Data provided -
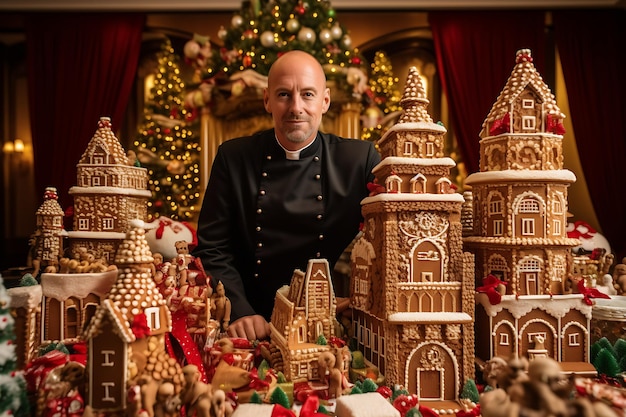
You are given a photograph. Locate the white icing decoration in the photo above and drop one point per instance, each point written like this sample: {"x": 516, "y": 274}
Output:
{"x": 510, "y": 175}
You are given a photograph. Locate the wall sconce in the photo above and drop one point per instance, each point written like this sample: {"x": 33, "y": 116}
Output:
{"x": 16, "y": 146}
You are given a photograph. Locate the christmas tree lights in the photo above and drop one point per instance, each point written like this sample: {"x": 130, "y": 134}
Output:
{"x": 168, "y": 144}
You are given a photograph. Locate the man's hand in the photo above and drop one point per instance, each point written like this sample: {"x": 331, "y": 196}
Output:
{"x": 251, "y": 327}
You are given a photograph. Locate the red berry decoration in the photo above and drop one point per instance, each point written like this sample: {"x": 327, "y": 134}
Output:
{"x": 385, "y": 391}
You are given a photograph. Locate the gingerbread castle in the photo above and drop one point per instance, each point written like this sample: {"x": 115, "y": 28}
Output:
{"x": 47, "y": 241}
{"x": 519, "y": 230}
{"x": 110, "y": 192}
{"x": 109, "y": 195}
{"x": 303, "y": 312}
{"x": 126, "y": 337}
{"x": 412, "y": 285}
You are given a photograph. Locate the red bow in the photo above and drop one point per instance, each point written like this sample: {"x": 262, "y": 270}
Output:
{"x": 166, "y": 223}
{"x": 589, "y": 293}
{"x": 501, "y": 125}
{"x": 490, "y": 285}
{"x": 579, "y": 233}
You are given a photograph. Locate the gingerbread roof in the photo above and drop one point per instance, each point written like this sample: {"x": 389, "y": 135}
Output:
{"x": 414, "y": 101}
{"x": 523, "y": 75}
{"x": 50, "y": 205}
{"x": 134, "y": 289}
{"x": 105, "y": 140}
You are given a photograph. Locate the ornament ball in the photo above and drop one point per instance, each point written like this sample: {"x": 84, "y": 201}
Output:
{"x": 293, "y": 25}
{"x": 346, "y": 41}
{"x": 336, "y": 31}
{"x": 237, "y": 21}
{"x": 306, "y": 35}
{"x": 325, "y": 36}
{"x": 221, "y": 33}
{"x": 267, "y": 39}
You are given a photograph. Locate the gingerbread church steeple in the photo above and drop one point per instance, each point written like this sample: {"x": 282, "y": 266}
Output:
{"x": 411, "y": 284}
{"x": 110, "y": 192}
{"x": 126, "y": 337}
{"x": 519, "y": 229}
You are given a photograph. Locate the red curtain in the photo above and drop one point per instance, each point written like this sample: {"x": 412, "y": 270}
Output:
{"x": 591, "y": 47}
{"x": 80, "y": 67}
{"x": 475, "y": 55}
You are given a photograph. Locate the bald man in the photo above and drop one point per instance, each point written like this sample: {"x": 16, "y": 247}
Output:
{"x": 280, "y": 197}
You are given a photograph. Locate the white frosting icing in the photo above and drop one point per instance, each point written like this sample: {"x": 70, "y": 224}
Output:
{"x": 417, "y": 126}
{"x": 25, "y": 297}
{"x": 402, "y": 160}
{"x": 370, "y": 404}
{"x": 557, "y": 306}
{"x": 510, "y": 175}
{"x": 613, "y": 309}
{"x": 452, "y": 198}
{"x": 63, "y": 286}
{"x": 110, "y": 190}
{"x": 428, "y": 317}
{"x": 96, "y": 235}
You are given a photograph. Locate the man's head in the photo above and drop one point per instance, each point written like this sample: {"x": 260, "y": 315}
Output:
{"x": 297, "y": 97}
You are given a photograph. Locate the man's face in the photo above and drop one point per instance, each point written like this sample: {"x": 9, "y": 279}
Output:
{"x": 297, "y": 97}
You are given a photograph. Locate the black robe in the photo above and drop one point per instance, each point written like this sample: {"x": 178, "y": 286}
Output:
{"x": 263, "y": 215}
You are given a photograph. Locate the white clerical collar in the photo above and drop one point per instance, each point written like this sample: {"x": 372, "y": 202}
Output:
{"x": 293, "y": 155}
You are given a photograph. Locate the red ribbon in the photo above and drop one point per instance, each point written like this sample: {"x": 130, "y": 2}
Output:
{"x": 166, "y": 223}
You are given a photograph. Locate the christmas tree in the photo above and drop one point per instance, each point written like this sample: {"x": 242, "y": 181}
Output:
{"x": 13, "y": 400}
{"x": 261, "y": 31}
{"x": 168, "y": 144}
{"x": 382, "y": 99}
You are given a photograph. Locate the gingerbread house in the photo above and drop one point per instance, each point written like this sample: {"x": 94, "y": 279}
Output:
{"x": 47, "y": 241}
{"x": 519, "y": 230}
{"x": 303, "y": 312}
{"x": 110, "y": 192}
{"x": 126, "y": 337}
{"x": 412, "y": 285}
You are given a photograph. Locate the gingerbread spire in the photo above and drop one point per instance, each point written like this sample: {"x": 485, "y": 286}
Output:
{"x": 414, "y": 101}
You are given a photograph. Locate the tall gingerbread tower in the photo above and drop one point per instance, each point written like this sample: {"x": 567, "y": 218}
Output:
{"x": 519, "y": 229}
{"x": 412, "y": 285}
{"x": 126, "y": 337}
{"x": 48, "y": 237}
{"x": 110, "y": 192}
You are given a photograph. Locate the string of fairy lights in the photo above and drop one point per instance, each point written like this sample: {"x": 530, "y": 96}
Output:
{"x": 168, "y": 144}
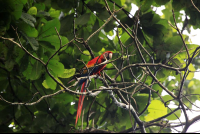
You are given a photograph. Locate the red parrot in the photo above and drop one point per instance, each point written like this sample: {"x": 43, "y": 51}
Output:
{"x": 96, "y": 70}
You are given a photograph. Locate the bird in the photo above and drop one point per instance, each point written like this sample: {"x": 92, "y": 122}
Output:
{"x": 95, "y": 70}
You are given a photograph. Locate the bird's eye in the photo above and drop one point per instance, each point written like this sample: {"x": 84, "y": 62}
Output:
{"x": 110, "y": 56}
{"x": 106, "y": 55}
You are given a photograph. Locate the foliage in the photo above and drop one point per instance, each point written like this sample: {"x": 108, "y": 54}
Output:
{"x": 44, "y": 43}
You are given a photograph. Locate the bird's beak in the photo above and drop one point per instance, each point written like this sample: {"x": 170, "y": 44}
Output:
{"x": 110, "y": 55}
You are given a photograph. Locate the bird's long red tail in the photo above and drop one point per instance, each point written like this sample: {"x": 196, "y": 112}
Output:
{"x": 80, "y": 103}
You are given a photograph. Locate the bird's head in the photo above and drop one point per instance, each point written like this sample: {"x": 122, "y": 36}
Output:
{"x": 107, "y": 55}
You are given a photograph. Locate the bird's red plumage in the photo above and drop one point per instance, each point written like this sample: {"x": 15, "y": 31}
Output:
{"x": 97, "y": 60}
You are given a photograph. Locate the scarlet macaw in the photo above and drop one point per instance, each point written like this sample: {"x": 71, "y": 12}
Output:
{"x": 97, "y": 60}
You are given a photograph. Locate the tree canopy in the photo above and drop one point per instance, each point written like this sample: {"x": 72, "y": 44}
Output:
{"x": 45, "y": 43}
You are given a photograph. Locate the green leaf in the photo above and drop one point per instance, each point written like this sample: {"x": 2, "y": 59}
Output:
{"x": 29, "y": 19}
{"x": 173, "y": 116}
{"x": 173, "y": 44}
{"x": 28, "y": 30}
{"x": 49, "y": 83}
{"x": 191, "y": 84}
{"x": 156, "y": 109}
{"x": 32, "y": 41}
{"x": 83, "y": 19}
{"x": 32, "y": 11}
{"x": 49, "y": 28}
{"x": 17, "y": 6}
{"x": 36, "y": 70}
{"x": 56, "y": 68}
{"x": 54, "y": 13}
{"x": 55, "y": 41}
{"x": 68, "y": 73}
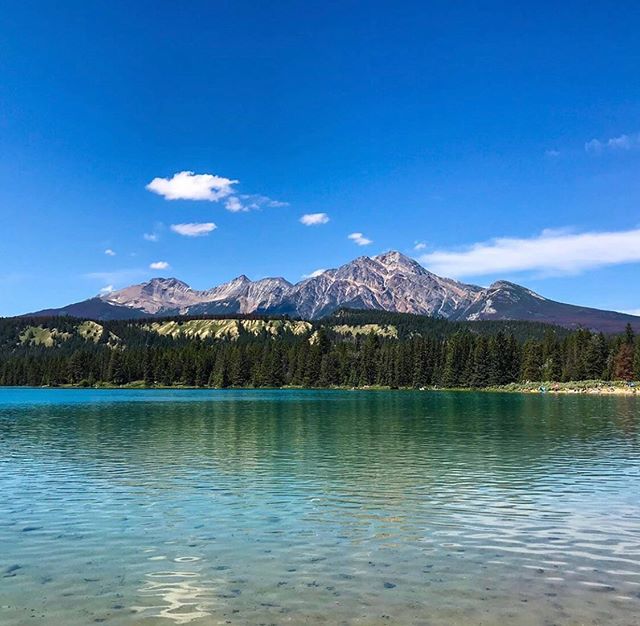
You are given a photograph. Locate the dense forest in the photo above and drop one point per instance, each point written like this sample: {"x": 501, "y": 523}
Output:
{"x": 351, "y": 348}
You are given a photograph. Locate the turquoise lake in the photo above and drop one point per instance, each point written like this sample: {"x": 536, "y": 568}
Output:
{"x": 318, "y": 507}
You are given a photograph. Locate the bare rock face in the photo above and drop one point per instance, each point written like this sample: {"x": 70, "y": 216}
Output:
{"x": 155, "y": 296}
{"x": 389, "y": 281}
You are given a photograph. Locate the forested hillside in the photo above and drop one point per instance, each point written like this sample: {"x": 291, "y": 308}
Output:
{"x": 349, "y": 348}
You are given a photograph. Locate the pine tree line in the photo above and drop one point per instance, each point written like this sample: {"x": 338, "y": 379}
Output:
{"x": 324, "y": 359}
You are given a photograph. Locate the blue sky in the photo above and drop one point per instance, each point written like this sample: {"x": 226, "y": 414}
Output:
{"x": 466, "y": 128}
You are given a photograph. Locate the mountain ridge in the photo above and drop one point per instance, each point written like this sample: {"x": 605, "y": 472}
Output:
{"x": 390, "y": 281}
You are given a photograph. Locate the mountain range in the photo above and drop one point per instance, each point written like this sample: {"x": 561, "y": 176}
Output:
{"x": 389, "y": 281}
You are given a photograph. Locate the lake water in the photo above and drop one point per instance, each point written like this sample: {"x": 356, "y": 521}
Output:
{"x": 318, "y": 507}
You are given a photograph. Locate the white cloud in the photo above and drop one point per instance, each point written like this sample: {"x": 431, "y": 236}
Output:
{"x": 553, "y": 251}
{"x": 359, "y": 239}
{"x": 190, "y": 186}
{"x": 314, "y": 219}
{"x": 234, "y": 205}
{"x": 193, "y": 229}
{"x": 314, "y": 274}
{"x": 621, "y": 143}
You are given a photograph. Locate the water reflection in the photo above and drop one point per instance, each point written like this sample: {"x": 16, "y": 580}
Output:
{"x": 338, "y": 507}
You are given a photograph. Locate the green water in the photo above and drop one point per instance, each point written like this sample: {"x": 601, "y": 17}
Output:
{"x": 304, "y": 507}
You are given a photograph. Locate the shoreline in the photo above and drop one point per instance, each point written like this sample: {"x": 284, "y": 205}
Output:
{"x": 586, "y": 387}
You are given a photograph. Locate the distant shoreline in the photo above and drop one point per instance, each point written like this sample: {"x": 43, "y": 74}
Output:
{"x": 585, "y": 387}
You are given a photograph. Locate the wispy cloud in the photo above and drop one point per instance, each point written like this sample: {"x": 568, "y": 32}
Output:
{"x": 251, "y": 202}
{"x": 553, "y": 252}
{"x": 314, "y": 274}
{"x": 191, "y": 186}
{"x": 188, "y": 185}
{"x": 314, "y": 219}
{"x": 614, "y": 144}
{"x": 193, "y": 229}
{"x": 359, "y": 239}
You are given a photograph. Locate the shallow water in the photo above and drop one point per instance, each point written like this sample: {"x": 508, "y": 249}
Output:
{"x": 327, "y": 507}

What needs to be done - Which lines hold the string "bird"? Copy all of them from the data above.

Answer for the task -
You are given a photograph. Locate the bird in the photo above and drop one point per instance, each point written like this sample: {"x": 92, "y": 122}
You are given a photograph. Locate the bird's eye in the photo above and drop one point per instance, each point written like this sample: {"x": 84, "y": 62}
You are given a photograph. Locate the bird's beak in the photo above and drop one point per instance, each point written like this sample: {"x": 170, "y": 44}
You are given a photograph. Locate the bird's long red tail in the photo above and drop one point per instance, each point written like this sample: {"x": 196, "y": 112}
You are given a photograph. Locate the bird's head in the photo above and drop one point per instance, each point written like this sample: {"x": 122, "y": 36}
You are given a photograph. Locate the bird's red plumage in the photo above and drop one point per instance, each point written like this sample: {"x": 15, "y": 31}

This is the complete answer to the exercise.